* _RECORDED INFORMATION_:
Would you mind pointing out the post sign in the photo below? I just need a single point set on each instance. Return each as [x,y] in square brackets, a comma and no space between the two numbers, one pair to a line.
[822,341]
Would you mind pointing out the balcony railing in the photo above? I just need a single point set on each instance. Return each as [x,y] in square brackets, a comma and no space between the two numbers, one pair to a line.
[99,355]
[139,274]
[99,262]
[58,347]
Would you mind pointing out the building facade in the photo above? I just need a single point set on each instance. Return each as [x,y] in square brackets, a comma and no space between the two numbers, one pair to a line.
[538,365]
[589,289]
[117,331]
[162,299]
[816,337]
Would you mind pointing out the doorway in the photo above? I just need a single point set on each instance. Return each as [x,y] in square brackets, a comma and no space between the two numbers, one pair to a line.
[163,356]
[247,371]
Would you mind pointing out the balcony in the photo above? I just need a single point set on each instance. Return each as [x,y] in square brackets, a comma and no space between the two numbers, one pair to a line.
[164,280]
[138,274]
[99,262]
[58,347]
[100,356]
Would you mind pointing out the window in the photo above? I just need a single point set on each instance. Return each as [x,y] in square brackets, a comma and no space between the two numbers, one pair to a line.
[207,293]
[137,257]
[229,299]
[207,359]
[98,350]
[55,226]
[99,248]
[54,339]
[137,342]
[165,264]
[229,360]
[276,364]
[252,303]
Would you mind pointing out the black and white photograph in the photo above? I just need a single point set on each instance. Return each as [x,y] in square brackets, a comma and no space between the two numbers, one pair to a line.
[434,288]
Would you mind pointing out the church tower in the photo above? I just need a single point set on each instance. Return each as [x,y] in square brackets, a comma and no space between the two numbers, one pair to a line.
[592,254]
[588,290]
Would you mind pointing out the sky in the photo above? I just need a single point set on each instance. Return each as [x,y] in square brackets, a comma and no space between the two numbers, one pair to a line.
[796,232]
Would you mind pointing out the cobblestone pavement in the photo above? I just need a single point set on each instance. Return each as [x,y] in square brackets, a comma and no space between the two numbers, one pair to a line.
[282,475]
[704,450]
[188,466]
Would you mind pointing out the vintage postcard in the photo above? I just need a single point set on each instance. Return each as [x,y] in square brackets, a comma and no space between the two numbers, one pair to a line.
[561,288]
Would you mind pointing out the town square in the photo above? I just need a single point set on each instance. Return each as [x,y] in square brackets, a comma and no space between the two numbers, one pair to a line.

* _EXERCISE REQUIREMENTS_:
Each line of the material above must be retyped precisely.

* _RESPONSE TO THE TASK_:
Would you mind pointing out the post sign in the photo below? I just need a single point set on each instance. Return each as [x,y] in square brackets, a comma and no space between the two numbers, one pair to a line.
[822,341]
Would you mind pointing out the balcony railing in the photo above? I just need a single point set on each instance. Return each as [x,y] in square brackets, a comma and no space between the two numbers, one pair to a line.
[99,355]
[139,274]
[99,262]
[58,347]
Would you mind pointing out the building facade in the photo above? I just need a single point set on each instance. Return each as [x,y] in square brackets, a comma and no space between the two numbers, one pair to a line.
[538,365]
[589,289]
[117,331]
[162,299]
[816,337]
Would you mind pointing out the doorway in the photo above? I just need a single point set on each instance. Return each as [x,y] in square brackets, a comma and no space between the two numbers, one pair to a line.
[163,356]
[247,371]
Would you mind pointing out the balcony in the photo above? I just need a single point set on each instance. Return each as [x,y] in square brackets, a comma and no space between the two numbers, one pair to a line.
[164,280]
[138,274]
[99,262]
[58,347]
[100,356]
Would you mind pointing out the window in the photo above? I just need a single point set on each instance. Return each as [x,y] in square brackets, a comma and no space between the two numbers, one pair to a line.
[207,293]
[137,257]
[229,299]
[207,359]
[98,350]
[55,226]
[99,248]
[54,339]
[137,342]
[165,264]
[229,360]
[276,364]
[252,303]
Would you mind pointing out the black and white photograph in the photo above? I just need a single point set on each instance. Return each as [x,y] in square brackets, a comma and no space between the two numbers, one pair to a line.
[434,288]
Would you mind pointing out the church tower in the photo above? I just need a single point set on each instance. Return each as [x,y] in square brackets, a comma and no space between the two numbers, one pair to a line.
[592,254]
[588,290]
Would you mind pointing out the sky in the photo above? I just need a single point set on each instance. Return each as [x,y] in square brackets, a comma and no space between the two numbers, one pair to a line.
[796,232]
Would you mind pointing out the cobblestone pavement in the photo above? I just need a single point set on each instance. Return each as [x,y] in square brackets, a comma and no space between the two numbers, one pair to a line.
[282,475]
[704,450]
[188,466]
Would you mind pointing out the vintage postcard in the photo above? I just need a single point set on each instance. Return each as [x,y] in square brackets, a comma and no space between the two numbers, one pair to a line.
[561,288]
Would you mind pointing out the town square in the photo above? I just need a single point set on each instance. Return each as [x,y] in square brackets, a comma and no space between the two numbers, one pair to a line.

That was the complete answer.